# SELECTED PASSAGE
>>
Bug #84249 CHANGE MASTER TO MASTER_DELAY can lead a slave to skip transactions
Submitted: 18 Dec 2016 18:08 Modified: 24 May 2017 12:34
Reporter: Sergio Roysen Email Updates:
Status: Duplicate Impact on me:
None 
Category:MySQL Server: Replication Severity:S2 (Serious)
Version:5.7 OS:Any
Assigned to: CPU Architecture:Any
Tags: replication

[18 Dec 2016 18:08] Sergio Roysen
Description:
With traditional replication (no GTID) and using 5.7.16

Using CHANGE MASTER TO MASTER_DELAY in a slave could lead to the SQL thread to skip transactions if both the IO_THREAD and the SQL_THREAD had been stopped and the SQL_THREAD has pending transactions to apply from the relay logs.

According to the documentation for 5.7:
Prior to MySQL 5.7.4, CHANGE MASTER TO deletes all relay log files and starts a new one, unless you specify RELAY_LOG_FILE or RELAY_LOG_POS. In that case, relay log files are kept; the relay_log_purge global variable is set silently to 0. In MySQL 5.7.4 and later, relay logs are preserved when neither the slave SQL thread nor the slave I/O thread is stopped; if both threads are stopped, all relay log files are deleted unless you at least one of RELAY_LOG_FILE or RELAY_LOG_POS is specified.

That is actually the case, and the local relay logs are discarded when a `CHANGE MASTER TO MASTER_DELAY` is applied.
But unlike other CHANGE MASTER commands where under the same conditions, `MASTER_LOG_FILE` and `MASTER_LOG_POS` are changed to reflect the values of Relay_Master_Log_File and Exec_Master_Log_Pos, in this case, those values are left untouched.
This will result in the SQL thread to skip all the transactions that it still had to apply from the relay log files that were discarded.

How to repeat:
How to reproduce:

Using a simple replication pair. 
The test is going to stop the SQL thread and the IO thread in two separate steps, to make sure that the SQL thread has pending transactions to run in the relay logs. That's almost guaranteed in a production environment under heavy load when just running `STOP SLAVE`.
<<
# DATASET EXCERPT
>>
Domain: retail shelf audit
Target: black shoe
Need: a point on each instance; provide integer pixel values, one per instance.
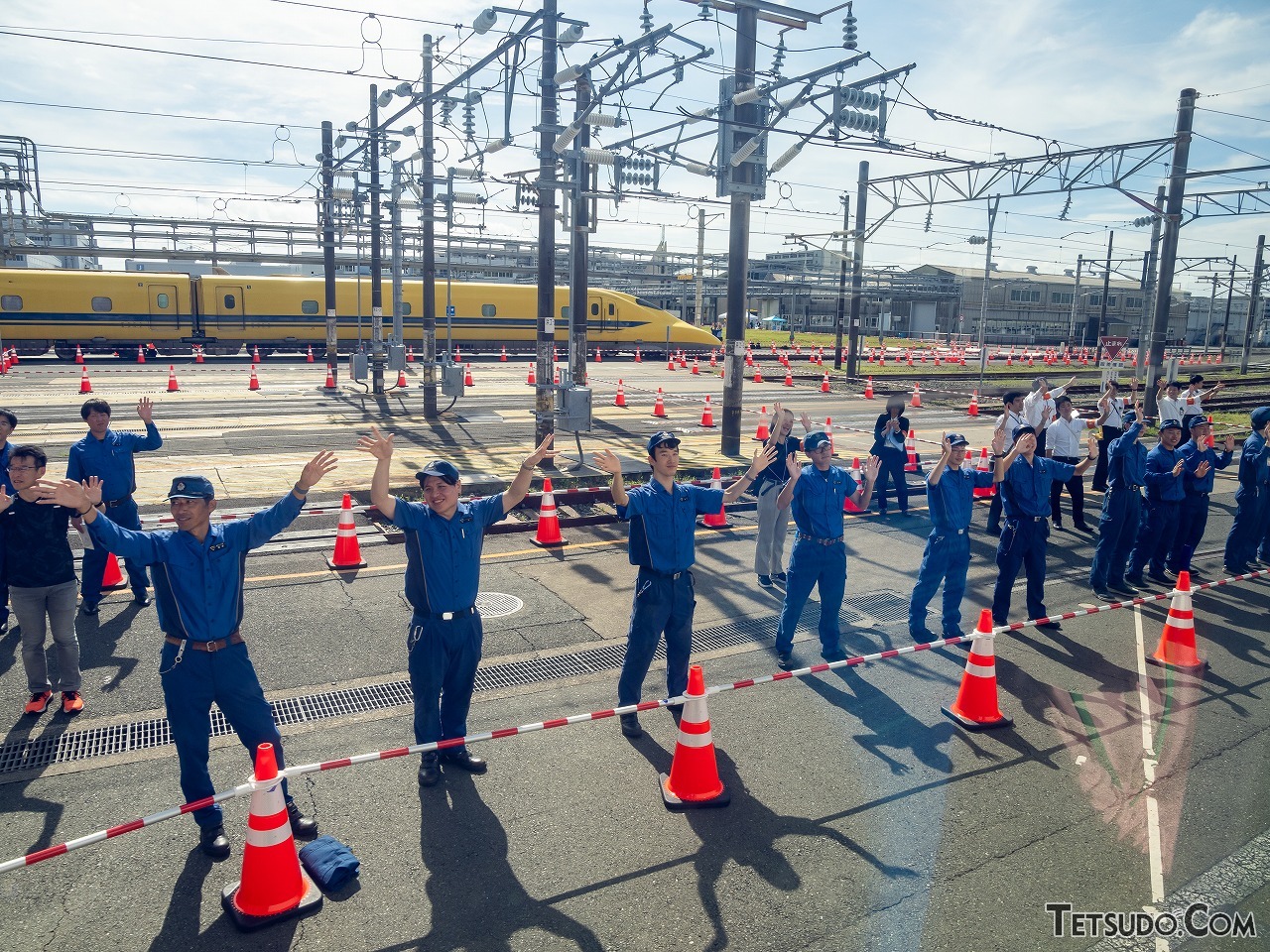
<<
# EXERCISE REQUIREMENTS
Copy the part of the bug report between "[18 Dec 2016" and "from the relay logs.", inclusive. The material comes from a different source than the bug report.

# TASK ANSWER
[18 Dec 2016 18:08] Sergio Roysen
Description:
With traditional replication (no GTID) and using 5.7.16

Using CHANGE MASTER TO MASTER_DELAY in a slave could lead to the SQL thread to skip transactions if both the IO_THREAD and the SQL_THREAD had been stopped and the SQL_THREAD has pending transactions to apply from the relay logs.